• **Extract to read**:

From Prager’s radio show in July 2015:

Comment: “Poor Dennis Prager…he’s a smart guy but still spouts neo-con drivel that nobody is buying anymore…flush the show and don’t forget to jiggle the handle!”

Dennis: “We have terrific people [running for the Republican nomination] and all this attention is being given to a man who has no Republican background, no conservative principles, and somehow has sucked out all the wind out of the Republican process. It’s mind-boggling and very depressing. A very powerful piece on this by John Podhoretz, the editor of Commentary, one of the leading Conservative magazines.”

Trump: The Case for Despairing About America by John Podhoretz

No sense pretending: Donald Trump is the only news of the 2016 race, and this fact says something very troubling about the Republican party, the conservative electorate, the mass media culture, and the United States in general. Sounds like an exaggeration, but it’s not. Really it’s not.

Ted Cruz goes to war with the GOP Senate leadership; Hillary Clinton proposes the highest tax rates in 70 years; Marco Rubio goes after John Kerry on the Iran deal in a Senate hearing. Well, big deal. Phffft. They’ve all been crowded out by the Trump noise. There will be the first Republican debate in ten days. It’s the most important political event of the year thus far. And it will be all about Trump. He will see to that; the reporters will see to that, and the minor candidates looking to move up will see to it by trying to pick fights with him and best him.

It’s not enough to say that there are matters of deathly serious to be discussed, from Iran to ISIS to the possible collapse of the Euro and the Chinese economy to the harvesting of fetal organs, because there are always serious matters to be discussed as elections approach. The issue with Trump is that his approach can only be called “the politics of unseriousness.” He engages with no issue, merely offers a hostile and pithy soundbite bromide about it. He yammers. He describes how wonderful things will be when he acts against something or other without explaining how he will act, what he will do, or how it will work.

The Trump view, boiled down: They’re all idiots and I’m very rich and I know how to do things and if you say Word One against me I will say something incredibly nasty about you and who cares about how the Senate works or the House works or international alliances work or how treaties work or how anything works. That stuff is for sissies and losers and disasters. I know how to do it I me me me I me me I I me. And me. And I.

• **Information**:
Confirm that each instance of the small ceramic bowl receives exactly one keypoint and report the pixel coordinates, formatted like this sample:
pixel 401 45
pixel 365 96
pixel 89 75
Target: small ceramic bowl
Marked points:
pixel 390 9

• **Complete the following**:
[1] In the text on Trump, how many days away is the first Republican debate said to be?
[2] List every person named in the paragraph of the text on Trump that begins "Ted Cruz goes to war."
[3] Carry on the text on Trump from the point where it stops.

• **Answers for the tasks**:
[1] Ten days.

[2] Ted Cruz, Hillary Clinton, Marco Rubio, John Kerry, and Trump.

[3]
Politics and megalomania go hand in hand — otherwise, why would the ancient emperors have had someone whispering “Caesar, thou art mortal” in their ears as they paraded triumphantly through Rome to remind them they were not gods? To take one random example, Ed Koch, a very good politician indeed and one who did very good things, spent the last 20 years of his life literally incapable of speaking a sentence that was not in the first person. When I made a close study of the presidency of George H. W. Bush for my first book, Hell of a Ride, I discovered to my amazement that his speeches too were remarkably self-referential and his policies often came down to a kind of “what should a person like me in this situation do” rather than representing a serious grappling with the issues at play. In that book, I called Bush’s time in the White House a “solipsistic presidency,” and the charge still stands.

Trump is something different. He is not a politician whose success has turned him into a megalomaniac, but a megalomaniac who has decided to play politician for a while the way he played being a reality television star for a while. He’s free to do this, of course.

The problem is not with him. The problem has to do with his reception. He is garnering support that may actually be real, and may actually change the course of the 2016 election — and, therefore, American history — through nothing more than blowhardism.

Efforts to figure out how to coopt him and his issues on the part of other Republicans are doomed to failure because it’s not the message that people are attracted to; it’s the messenger. Or, if it is the message, it is a message that cannot be coopted because it is little more than a vile expression of open hatred toward Mexicans in a country where people of Mexican descent make up 11 percent of the electorate. For those who want Trump because of it, anything less than his defamation will strike them as the castrated bleating of what they have started to call a “cuckservative.”

Dennis: “Yeah. That’s all correct.”

On another show in July of 2015, Dennis says: “Let’s talk about Donald Trump here. I think I understand what is happening here. I have listened to and read his comments on John McCain. Some of the people I most respect in the world support Donald Trump’s alarm-sounding about illegal immigration.”

“Does [Trump] know anything about John McCain’s story? If John McCain is not a hero, the word should be removed from the English language. He could have left. He was tortured. He revealed nothing and wouldn’t allow himself to be released until all his fellow prisoners were and then Donald Trump has the moronic audacity to say that this man is not a hero because he was captured. Is he out of his mind? It’s disgusting what he said.”

“He is unworthy of being president. If you are not angry by what he said about John McCain, I’m disgusted.”

“If you defend Donald Trump, it’s Republican-first over morality, over decency. Some things have to elicit anger or it’s over. Oh, it doesn’t matter that he have this disgusting dismissal of a man who was tortured for years and this buffoon has the audacity not to apologize for it. And people laugh? McCain is entirely right that he owes an apology to the family of every POW. Is this the bushido ethic? Is that the Donald Trump ethic?”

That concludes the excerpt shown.